*PROBLEMS AND TASKS*
a) Decide whether each statement below agrees with the remembrance of the writer's grandfather that follows. For each one, answer yes or no and quote the exact words of the remembrance that settle it.
(i) The grandfather stopped going to church because he found it depressing.
(ii) The grandfather worked at the Snap-on plant for 25 years.
(iii) The writer knows what the grandfather did during WWII.
b) Transcribe a portion of the remembrance of the writer's grandfather below with no changes, starting with "So how about" and going on through "for him. Peace!".

*TEXT UNDER STUDY*
◆ ◆ ◆
Or maybe best of all he can see my grandmother and all his old friends. A couple years ago he just one day stopped going to church a few times a week. When my mother asked why he said it was depressing. He didn't know anybody. All this friends were dead. I've always though I'd like to live to be 100. But my grandfather outlived his wife and almost all this friends by a decade plus. I think he had done all the "living" he wanted to do.
The last picture I have of him is from mid-December of last year, at his 94th birthday party.
Lets end with some music. Since my family is about as Scottish as you can get without actually living in Scotland, it would be easy to end with some bagpipes. I know there is be a lone player standing on a hill overlooking the cemetery at his funeral Tuesday. However, I've have just always found Amazing Grace on pipes a little depressing.
So how about the song they used at the opening to the Memorial service this week in Tuscon. Fanfare for a Common Man. It has been a favorite of mine, in happy or sad times, since I heard it open the Olympics in LA in 1984.
Rest in peace, you will not be forgotten .......
Below is a Diary I wrote on his 94th birthday a few weeks ago. I am not usually a guy to repost what I have already written here, but thought it might work in this instance.
He lived a wonderful and full life. For those that care I want to share just a little of it with you. It will make me feel better to know that just one or two eyes read it and paused for a few seconds to think a positive thought for him. Peace!
I just don't know where to start to explain how cool he is. Did I mention he is 94 years young? Maybe my favorite story about him is this. As a kid, when my mother (his daughter) was pregnant with me he could often be seen placing headphones on her ever expanding belly. Mom was not a fan I hear. It would seem I needed, even as a fetus, to hear Jack Buck call Cardinals baseball games.
He explains to this very day that the thought his first grandson wouldn't be a Cardinals fan just wasn't acceptable. 41 years later, well he was very successful. Here he is with my grandmother in July of '69 celebrating my birth.
I am blessed, he is blessed with a mind as nimble as it as ever been. We talk for hours and hours about the Cardinals to this very day.
The first time he ever really left his small rural town, the town my family still lives in and has since 1860's, was to fight the Nazis.
I have no idea what he did during WWII. When asked he just says his government paid for him to "walk around Europe." When he got back home he got a job working at a Snap-on plant. Entry level. He'd work there for 35 years until he eventually ran the place. Tool and die maker. Now I don't know, I need like a 10 page PDF to hang a picture, but I hear he made the best tools known to man. He was very proud of what he did for a living.
◆ ◆ ◆
*DATA FOR REVIEW*
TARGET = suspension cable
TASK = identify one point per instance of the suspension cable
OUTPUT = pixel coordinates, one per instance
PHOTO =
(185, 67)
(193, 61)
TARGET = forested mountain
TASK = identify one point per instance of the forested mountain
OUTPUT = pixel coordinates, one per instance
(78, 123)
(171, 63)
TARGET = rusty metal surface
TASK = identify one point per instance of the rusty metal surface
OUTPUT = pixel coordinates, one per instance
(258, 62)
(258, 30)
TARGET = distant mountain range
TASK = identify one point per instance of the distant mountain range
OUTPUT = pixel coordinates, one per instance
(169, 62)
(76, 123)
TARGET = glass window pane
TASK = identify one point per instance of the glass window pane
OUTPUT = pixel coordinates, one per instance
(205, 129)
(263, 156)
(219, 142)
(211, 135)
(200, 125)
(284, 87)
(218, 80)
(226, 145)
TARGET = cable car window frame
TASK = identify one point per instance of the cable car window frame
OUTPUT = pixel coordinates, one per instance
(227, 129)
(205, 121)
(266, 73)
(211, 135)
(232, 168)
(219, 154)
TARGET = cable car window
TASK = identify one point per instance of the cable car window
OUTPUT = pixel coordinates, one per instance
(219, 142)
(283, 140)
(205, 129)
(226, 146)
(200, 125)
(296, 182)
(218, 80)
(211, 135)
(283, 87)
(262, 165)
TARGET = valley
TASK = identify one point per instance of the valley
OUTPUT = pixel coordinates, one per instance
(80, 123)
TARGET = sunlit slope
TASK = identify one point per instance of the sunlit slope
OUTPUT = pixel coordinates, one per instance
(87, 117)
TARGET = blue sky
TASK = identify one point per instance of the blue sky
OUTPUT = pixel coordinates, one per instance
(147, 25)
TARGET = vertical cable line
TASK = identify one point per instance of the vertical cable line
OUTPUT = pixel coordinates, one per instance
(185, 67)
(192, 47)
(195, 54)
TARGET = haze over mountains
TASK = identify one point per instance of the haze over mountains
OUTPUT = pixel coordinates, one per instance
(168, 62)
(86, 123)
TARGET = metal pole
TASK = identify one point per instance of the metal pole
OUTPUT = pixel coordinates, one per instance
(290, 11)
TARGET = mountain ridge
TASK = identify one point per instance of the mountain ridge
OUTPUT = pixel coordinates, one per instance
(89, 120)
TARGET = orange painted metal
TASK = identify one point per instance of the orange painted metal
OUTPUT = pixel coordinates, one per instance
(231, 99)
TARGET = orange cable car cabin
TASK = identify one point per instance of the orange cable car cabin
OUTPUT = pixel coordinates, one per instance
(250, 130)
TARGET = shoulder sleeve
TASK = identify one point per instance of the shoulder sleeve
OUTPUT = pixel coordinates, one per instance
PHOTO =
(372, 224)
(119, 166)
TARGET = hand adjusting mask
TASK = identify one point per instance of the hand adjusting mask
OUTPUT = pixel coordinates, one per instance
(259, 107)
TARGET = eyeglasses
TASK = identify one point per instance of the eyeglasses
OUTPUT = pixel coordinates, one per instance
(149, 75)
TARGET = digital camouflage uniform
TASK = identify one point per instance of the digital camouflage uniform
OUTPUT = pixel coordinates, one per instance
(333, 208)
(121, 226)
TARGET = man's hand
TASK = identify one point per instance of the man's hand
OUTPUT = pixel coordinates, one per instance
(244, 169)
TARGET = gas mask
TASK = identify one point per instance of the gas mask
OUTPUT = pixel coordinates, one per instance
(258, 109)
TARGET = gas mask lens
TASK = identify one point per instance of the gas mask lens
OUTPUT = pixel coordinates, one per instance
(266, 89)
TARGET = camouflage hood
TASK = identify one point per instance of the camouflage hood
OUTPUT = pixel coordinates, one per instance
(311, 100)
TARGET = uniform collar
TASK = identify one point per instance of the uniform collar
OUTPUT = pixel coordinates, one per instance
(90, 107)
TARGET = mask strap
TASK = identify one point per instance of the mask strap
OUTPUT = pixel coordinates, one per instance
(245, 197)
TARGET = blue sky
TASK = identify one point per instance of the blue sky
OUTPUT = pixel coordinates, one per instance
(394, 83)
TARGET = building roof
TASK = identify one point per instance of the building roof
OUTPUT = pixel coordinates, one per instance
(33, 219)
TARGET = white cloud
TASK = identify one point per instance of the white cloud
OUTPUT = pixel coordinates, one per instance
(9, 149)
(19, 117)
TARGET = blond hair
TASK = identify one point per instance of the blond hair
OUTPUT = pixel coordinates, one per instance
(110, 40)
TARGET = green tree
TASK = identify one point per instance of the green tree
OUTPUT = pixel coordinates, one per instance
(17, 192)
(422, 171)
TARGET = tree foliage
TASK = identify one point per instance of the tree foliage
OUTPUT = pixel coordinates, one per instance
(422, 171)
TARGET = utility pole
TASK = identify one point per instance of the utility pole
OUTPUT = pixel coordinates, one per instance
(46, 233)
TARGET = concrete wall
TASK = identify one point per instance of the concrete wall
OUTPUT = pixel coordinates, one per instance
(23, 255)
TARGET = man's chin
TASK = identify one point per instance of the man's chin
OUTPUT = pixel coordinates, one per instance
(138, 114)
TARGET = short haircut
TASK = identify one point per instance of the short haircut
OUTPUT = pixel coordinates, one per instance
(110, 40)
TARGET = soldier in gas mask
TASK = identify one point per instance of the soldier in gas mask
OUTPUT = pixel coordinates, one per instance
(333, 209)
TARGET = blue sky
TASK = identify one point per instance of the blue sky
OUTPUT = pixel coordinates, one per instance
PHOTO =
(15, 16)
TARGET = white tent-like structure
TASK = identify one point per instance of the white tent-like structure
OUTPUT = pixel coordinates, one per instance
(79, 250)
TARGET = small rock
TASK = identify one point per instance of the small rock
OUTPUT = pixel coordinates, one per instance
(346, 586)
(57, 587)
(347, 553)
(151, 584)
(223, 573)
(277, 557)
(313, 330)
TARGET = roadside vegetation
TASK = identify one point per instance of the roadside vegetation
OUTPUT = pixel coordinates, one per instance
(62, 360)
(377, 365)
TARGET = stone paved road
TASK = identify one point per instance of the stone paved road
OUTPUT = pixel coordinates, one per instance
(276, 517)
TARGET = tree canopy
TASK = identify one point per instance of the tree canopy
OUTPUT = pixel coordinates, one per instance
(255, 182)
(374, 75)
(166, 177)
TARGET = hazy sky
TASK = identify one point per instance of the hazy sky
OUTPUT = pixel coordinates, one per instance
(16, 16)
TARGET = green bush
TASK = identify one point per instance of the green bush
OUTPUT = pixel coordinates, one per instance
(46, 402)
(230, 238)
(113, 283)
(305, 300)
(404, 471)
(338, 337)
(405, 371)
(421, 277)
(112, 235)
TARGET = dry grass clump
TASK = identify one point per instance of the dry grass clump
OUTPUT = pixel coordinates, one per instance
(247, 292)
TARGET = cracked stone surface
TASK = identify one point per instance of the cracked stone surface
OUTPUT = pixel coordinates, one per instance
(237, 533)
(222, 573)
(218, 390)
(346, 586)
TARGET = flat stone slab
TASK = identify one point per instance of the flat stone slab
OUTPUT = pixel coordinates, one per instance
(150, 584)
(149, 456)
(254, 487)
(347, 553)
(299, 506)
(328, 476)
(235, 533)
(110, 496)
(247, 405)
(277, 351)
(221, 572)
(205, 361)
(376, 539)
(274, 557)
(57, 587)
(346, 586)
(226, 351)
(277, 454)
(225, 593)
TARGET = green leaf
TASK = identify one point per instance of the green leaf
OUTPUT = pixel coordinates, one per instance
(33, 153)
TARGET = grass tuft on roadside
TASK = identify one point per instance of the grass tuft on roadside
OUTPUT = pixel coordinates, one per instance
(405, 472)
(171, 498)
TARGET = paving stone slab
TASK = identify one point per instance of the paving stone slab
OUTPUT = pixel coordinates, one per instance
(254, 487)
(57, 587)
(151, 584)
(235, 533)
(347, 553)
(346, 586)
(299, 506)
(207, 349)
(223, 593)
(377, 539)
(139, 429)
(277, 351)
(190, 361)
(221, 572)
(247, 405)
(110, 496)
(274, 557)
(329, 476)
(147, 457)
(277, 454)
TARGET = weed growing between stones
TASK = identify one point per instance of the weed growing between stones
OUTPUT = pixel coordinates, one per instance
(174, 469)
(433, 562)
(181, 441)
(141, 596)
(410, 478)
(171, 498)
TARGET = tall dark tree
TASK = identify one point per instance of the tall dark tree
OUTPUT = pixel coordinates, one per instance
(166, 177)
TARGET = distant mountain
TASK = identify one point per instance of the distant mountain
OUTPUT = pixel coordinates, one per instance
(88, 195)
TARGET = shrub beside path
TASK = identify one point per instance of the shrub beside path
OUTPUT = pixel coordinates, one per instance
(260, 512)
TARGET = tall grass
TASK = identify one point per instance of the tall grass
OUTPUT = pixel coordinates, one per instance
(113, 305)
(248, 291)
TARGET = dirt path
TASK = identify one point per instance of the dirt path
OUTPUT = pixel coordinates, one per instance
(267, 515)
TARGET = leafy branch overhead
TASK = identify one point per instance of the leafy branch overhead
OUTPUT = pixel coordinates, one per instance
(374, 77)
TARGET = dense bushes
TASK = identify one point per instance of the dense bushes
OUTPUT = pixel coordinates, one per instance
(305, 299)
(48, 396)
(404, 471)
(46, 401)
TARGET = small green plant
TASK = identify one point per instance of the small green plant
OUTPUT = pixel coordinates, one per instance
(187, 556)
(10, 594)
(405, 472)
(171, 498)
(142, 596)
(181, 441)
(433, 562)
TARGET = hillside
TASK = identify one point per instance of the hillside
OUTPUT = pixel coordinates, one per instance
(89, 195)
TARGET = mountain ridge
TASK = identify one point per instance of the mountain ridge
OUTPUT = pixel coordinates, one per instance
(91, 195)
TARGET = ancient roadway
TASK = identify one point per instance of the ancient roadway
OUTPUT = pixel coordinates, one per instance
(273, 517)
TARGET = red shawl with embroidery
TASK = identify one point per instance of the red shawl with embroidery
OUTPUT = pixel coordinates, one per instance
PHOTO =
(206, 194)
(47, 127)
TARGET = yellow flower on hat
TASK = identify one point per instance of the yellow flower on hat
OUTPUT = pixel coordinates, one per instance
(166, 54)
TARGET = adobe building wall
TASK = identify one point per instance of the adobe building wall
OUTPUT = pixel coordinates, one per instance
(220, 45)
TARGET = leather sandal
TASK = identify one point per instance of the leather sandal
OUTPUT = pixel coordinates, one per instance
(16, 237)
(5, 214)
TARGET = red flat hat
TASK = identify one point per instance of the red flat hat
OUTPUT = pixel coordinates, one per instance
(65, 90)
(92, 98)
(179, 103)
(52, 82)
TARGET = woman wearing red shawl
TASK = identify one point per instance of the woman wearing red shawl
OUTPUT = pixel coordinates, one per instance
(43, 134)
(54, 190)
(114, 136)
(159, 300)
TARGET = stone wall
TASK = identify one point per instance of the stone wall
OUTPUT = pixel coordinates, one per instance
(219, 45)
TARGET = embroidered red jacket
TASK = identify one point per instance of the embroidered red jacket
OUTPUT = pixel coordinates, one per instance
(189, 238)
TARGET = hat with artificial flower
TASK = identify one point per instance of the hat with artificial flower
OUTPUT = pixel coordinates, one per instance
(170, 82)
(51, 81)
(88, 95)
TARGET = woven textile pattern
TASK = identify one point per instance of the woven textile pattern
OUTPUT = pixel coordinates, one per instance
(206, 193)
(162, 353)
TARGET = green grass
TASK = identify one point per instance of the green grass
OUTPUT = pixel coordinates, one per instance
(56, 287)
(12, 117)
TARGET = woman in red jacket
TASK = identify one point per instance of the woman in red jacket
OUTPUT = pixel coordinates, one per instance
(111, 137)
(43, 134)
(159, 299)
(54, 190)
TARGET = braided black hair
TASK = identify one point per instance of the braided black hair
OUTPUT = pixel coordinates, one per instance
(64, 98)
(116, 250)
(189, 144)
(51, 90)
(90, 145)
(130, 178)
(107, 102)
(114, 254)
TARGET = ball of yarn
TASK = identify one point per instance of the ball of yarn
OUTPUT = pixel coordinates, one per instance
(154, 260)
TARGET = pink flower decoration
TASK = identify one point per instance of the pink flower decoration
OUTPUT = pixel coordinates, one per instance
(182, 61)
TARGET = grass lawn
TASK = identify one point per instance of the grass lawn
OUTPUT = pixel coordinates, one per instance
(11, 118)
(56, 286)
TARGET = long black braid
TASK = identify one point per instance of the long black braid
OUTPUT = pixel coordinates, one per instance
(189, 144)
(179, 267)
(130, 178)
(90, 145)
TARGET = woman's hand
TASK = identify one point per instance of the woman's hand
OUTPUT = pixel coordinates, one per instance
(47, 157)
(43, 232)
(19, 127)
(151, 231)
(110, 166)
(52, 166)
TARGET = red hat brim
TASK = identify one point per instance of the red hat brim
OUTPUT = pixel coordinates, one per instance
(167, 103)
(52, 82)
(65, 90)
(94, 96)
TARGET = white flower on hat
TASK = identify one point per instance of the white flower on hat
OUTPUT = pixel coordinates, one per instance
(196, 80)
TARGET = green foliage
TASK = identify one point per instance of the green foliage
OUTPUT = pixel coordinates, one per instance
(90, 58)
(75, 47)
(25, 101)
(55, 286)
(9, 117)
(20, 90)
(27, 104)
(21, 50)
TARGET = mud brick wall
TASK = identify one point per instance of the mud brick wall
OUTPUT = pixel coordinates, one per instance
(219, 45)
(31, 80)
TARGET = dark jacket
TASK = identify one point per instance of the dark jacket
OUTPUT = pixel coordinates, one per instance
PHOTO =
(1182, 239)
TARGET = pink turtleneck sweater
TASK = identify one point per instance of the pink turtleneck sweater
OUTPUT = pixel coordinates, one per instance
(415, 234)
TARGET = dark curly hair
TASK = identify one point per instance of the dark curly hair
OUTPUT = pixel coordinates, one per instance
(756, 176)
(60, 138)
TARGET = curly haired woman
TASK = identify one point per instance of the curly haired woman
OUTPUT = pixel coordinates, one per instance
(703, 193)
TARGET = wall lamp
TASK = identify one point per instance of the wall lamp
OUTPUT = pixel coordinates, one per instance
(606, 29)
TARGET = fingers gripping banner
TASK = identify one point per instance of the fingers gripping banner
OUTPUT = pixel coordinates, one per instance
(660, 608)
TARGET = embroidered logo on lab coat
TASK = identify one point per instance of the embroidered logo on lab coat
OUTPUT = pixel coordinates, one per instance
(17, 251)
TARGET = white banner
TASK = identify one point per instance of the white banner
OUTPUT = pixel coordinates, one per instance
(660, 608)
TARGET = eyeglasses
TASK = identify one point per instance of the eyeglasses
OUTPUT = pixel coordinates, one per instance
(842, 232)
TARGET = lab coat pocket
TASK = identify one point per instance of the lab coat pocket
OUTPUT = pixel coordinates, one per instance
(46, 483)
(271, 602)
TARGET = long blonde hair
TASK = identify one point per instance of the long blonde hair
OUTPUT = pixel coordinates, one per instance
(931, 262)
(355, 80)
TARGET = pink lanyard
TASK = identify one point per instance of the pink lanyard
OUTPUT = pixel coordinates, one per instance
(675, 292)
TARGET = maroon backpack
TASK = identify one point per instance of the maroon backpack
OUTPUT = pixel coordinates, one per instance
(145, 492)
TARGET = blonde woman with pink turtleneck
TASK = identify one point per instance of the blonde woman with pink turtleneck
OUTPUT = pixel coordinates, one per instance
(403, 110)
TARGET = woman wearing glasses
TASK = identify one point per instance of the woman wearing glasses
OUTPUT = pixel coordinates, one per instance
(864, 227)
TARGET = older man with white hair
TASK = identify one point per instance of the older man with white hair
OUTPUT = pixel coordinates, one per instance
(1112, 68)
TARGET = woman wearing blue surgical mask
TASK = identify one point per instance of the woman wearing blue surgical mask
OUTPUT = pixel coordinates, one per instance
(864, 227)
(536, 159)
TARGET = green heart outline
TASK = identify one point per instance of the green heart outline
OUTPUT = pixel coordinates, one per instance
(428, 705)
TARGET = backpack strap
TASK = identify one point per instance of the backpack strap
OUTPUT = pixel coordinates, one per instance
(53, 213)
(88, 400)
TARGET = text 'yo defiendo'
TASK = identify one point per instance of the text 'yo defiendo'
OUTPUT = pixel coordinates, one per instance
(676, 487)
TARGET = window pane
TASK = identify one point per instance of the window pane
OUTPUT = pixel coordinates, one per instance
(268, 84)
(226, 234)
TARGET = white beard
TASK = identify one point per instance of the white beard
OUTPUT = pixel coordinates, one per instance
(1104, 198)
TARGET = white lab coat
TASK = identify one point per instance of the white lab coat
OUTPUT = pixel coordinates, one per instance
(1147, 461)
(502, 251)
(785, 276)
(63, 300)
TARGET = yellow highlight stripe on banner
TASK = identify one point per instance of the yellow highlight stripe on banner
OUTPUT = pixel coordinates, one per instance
◆ ◆ ◆
*ACTIVITY ANSWERS*
a)
(i) Yes: "When my mother asked why he said it was depressing."
(ii) No: "He'd work there for 35 years until he eventually ran the place."
(iii) No: "I have no idea what he did during WWII."

b)
So how about the song they used at the opening to the Memorial service this week in Tuscon. Fanfare for a Common Man. It has been a favorite of mine, in happy or sad times, since I heard it open the Olympics in LA in 1984.
Rest in peace, you will not be forgotten .......
Below is a Diary I wrote on his 94th birthday a few weeks ago. I am not usually a guy to repost what I have already written here, but thought it might work in this instance.
He lived a wonderful and full life. For those that care I want to share just a little of it with you. It will make me feel better to know that just one or two eyes read it and paused for a few seconds to think a positive thought for him. Peace!